• [TEXT SHOWN]:
┌────────

The Costs of Bandwidth and an Appeal to Help Meet Them, Anti-Fascists and Proto-Fascists, Blues and Lenya

Posted by Stephen Lewis on June 3, 2008

Costs of Bandwidth and an Appeal

This week’s podcast (The Prosecutor) from listener-supported Chicago Public Radio’s This American Life begins with a soft-spoken and cogent fundraising appeal from the program’s chief commentator, Ira Glass. Glass reports that ever since the station began its experimental podcasting of weekly episodes of This American Life a year-and-a-half ago, weekly downloads of the program have risen to 400,000,, and in some weeks have even exceeded a half-million.

└────────

• [SHORT TASK 1]: From the post about bandwidth costs, copy word for word the part that opens with the words containing "The Costs of" and closes with "exceeded a half-million.".
The post about bandwidth costs has nothing to do with the records that come after it.

[Recorded data]
┌────────

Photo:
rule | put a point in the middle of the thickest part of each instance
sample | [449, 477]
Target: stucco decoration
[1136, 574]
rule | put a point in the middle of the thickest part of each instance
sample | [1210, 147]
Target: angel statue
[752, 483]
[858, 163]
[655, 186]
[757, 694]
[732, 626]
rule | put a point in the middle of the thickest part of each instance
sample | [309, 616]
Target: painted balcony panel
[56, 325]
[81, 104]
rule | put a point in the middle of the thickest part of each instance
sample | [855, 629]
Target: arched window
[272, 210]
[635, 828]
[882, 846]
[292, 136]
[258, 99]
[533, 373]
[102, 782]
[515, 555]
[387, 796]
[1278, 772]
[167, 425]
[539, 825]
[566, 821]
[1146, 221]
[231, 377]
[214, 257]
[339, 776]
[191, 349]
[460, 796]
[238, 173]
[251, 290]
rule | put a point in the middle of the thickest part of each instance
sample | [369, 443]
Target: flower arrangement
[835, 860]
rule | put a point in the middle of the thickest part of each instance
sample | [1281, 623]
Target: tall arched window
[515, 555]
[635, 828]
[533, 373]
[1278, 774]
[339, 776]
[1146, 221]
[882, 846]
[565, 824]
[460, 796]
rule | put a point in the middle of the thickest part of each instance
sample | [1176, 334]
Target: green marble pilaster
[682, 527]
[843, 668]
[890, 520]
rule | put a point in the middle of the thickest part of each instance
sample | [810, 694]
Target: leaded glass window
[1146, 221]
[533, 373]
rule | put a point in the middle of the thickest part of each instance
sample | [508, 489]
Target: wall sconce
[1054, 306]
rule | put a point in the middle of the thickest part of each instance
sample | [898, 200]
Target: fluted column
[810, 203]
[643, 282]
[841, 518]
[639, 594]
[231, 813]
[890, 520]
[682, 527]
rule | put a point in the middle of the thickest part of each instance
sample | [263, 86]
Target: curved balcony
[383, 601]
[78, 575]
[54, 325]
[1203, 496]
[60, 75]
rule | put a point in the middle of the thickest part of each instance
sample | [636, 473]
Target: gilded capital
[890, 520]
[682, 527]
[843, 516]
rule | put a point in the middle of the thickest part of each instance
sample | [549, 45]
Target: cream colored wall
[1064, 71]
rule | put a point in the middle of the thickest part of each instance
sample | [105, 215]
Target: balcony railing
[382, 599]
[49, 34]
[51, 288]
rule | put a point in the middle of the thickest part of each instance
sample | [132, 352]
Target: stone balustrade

└────────

• [SHORT TASK 2]: Collect every line of the records that contains the string "arched".

• [EXPECTED ANSWER 1]:
The Costs of Bandwidth and an Appeal to Help Meet Them, Anti-Fascists and Proto-Fascists, Blues and Lenya

Posted by Stephen Lewis on June 3, 2008

Costs of Bandwidth and an Appeal

This week’s podcast (The Prosecutor) from listener-supported Chicago Public Radio’s This American Life begins with a soft-spoken and cogent fundraising appeal from the program’s chief commentator, Ira Glass. Glass reports that ever since the station began its experimental podcasting of weekly episodes of This American Life a year-and-a-half ago, weekly downloads of the program have risen to 400,000,, and in some weeks have even exceeded a half-million.

• [EXPECTED ANSWER 2]:
Target: arched window
Target: tall arched window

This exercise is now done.